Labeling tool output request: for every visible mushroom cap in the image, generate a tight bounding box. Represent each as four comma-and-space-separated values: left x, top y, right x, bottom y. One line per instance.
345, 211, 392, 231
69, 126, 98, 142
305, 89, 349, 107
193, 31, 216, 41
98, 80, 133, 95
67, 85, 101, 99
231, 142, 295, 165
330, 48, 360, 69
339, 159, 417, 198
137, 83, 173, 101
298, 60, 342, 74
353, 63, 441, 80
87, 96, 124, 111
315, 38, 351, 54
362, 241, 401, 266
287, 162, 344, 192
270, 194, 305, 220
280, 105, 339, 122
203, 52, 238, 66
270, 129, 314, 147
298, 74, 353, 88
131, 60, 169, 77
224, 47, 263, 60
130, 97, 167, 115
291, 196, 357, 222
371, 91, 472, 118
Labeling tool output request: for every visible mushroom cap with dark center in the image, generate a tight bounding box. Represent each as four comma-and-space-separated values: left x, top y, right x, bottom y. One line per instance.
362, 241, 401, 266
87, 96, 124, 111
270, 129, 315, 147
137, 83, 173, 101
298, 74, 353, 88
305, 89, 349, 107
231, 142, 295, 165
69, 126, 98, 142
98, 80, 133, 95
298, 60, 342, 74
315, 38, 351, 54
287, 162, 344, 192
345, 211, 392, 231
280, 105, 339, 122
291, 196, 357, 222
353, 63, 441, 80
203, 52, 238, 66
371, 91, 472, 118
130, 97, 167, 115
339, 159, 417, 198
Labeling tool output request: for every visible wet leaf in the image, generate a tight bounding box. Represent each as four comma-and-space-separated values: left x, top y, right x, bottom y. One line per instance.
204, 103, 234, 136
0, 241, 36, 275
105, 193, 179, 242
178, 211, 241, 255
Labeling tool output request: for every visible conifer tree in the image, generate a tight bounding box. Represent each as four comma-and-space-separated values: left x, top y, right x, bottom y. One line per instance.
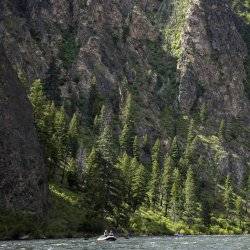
169, 168, 182, 222
98, 125, 117, 164
218, 119, 226, 140
44, 58, 62, 105
87, 77, 101, 126
131, 158, 146, 210
29, 80, 48, 122
84, 148, 122, 219
120, 94, 135, 155
223, 175, 233, 218
53, 107, 69, 183
235, 196, 244, 227
162, 156, 174, 214
187, 119, 195, 144
117, 153, 134, 203
199, 103, 207, 124
148, 139, 161, 208
133, 136, 141, 160
170, 136, 181, 165
246, 175, 250, 213
184, 168, 200, 225
68, 113, 79, 157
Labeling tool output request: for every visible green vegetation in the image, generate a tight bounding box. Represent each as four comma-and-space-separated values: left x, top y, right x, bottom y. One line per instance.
164, 0, 190, 58
0, 81, 247, 238
59, 27, 79, 69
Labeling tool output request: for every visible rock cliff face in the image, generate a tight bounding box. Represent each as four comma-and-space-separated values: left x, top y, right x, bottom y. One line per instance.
179, 0, 249, 117
178, 0, 250, 182
0, 0, 250, 203
0, 46, 48, 215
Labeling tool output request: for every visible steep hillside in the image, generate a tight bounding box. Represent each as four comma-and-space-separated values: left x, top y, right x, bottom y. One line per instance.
0, 0, 250, 238
0, 46, 48, 216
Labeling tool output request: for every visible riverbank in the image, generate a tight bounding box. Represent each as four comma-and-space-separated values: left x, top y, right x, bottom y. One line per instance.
0, 184, 250, 240
0, 235, 250, 250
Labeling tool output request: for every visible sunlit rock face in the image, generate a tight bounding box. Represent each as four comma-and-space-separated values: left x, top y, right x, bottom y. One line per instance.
0, 0, 250, 189
179, 0, 249, 117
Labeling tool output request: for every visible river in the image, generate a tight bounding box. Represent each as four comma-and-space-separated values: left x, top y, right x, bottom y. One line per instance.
0, 235, 250, 250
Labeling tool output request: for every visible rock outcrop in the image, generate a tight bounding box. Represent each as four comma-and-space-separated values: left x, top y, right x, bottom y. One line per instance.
0, 46, 48, 216
0, 0, 250, 192
179, 0, 249, 118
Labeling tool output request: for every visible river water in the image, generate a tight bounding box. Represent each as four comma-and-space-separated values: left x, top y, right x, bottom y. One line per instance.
0, 235, 250, 250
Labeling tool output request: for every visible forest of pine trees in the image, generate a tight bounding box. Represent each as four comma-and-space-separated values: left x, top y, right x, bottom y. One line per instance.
29, 80, 250, 232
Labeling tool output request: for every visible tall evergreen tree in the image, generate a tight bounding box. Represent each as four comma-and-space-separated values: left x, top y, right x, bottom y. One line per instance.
68, 113, 79, 157
98, 125, 117, 164
223, 175, 233, 218
169, 169, 183, 222
148, 139, 161, 208
29, 80, 48, 122
87, 77, 102, 126
84, 148, 122, 219
218, 119, 226, 140
199, 103, 207, 124
170, 136, 181, 165
235, 196, 244, 227
246, 175, 250, 213
117, 153, 134, 203
44, 58, 62, 105
184, 168, 200, 225
133, 136, 141, 160
187, 119, 195, 144
120, 94, 135, 155
52, 107, 69, 183
131, 158, 146, 210
161, 156, 175, 214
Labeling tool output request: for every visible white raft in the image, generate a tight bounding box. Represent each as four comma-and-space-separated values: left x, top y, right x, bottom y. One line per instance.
97, 235, 117, 241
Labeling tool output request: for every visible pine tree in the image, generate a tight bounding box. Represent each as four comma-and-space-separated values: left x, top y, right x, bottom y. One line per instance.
199, 103, 207, 124
131, 158, 146, 210
117, 153, 134, 203
44, 58, 62, 105
84, 148, 122, 219
133, 136, 141, 160
161, 156, 174, 214
218, 119, 226, 140
169, 169, 182, 222
68, 113, 79, 157
223, 175, 233, 218
98, 125, 117, 164
120, 94, 135, 155
87, 77, 102, 127
148, 139, 161, 208
187, 119, 195, 144
246, 175, 250, 213
29, 80, 48, 122
184, 168, 200, 225
170, 136, 181, 165
52, 107, 69, 183
235, 196, 244, 227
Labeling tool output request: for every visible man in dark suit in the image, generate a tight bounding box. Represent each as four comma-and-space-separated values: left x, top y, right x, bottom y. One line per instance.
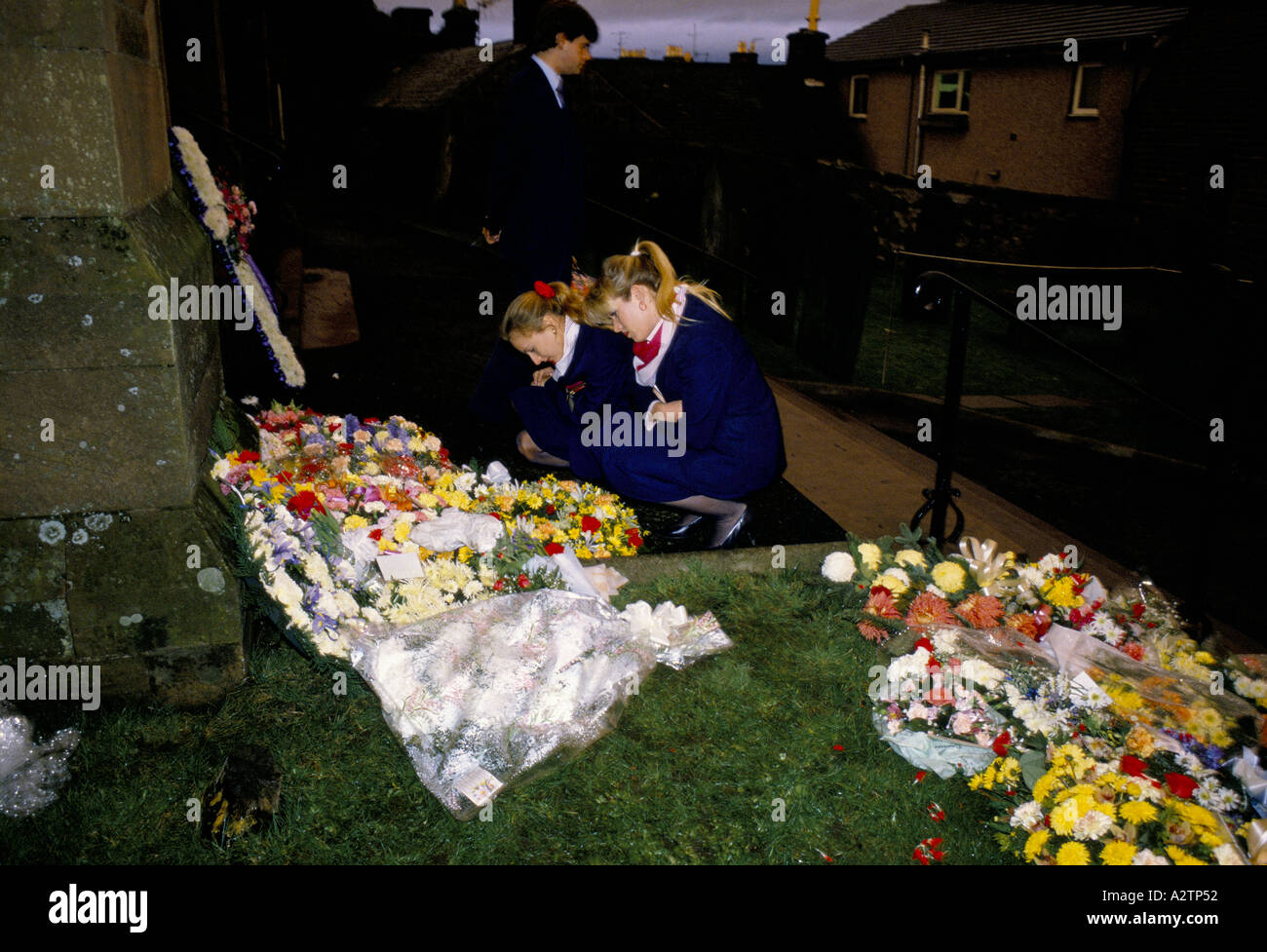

Problem requirements
List every line in the listing above that contains the string "mushroom". The match is case-sensitive.

Written reply
Labeling tool output request: for every visible mushroom cap in the image, generate a tight bounding box. Represent each as four comma-and-space-separated values: left x, top y, right x, bottom y. One line per instance.
Labeling tool output request: for every visible mushroom cap with dark center in the image, generate a tight bounding box. Represent each as four comma-and-space-separated values: left x, top y, right x, bottom y. One line per instance.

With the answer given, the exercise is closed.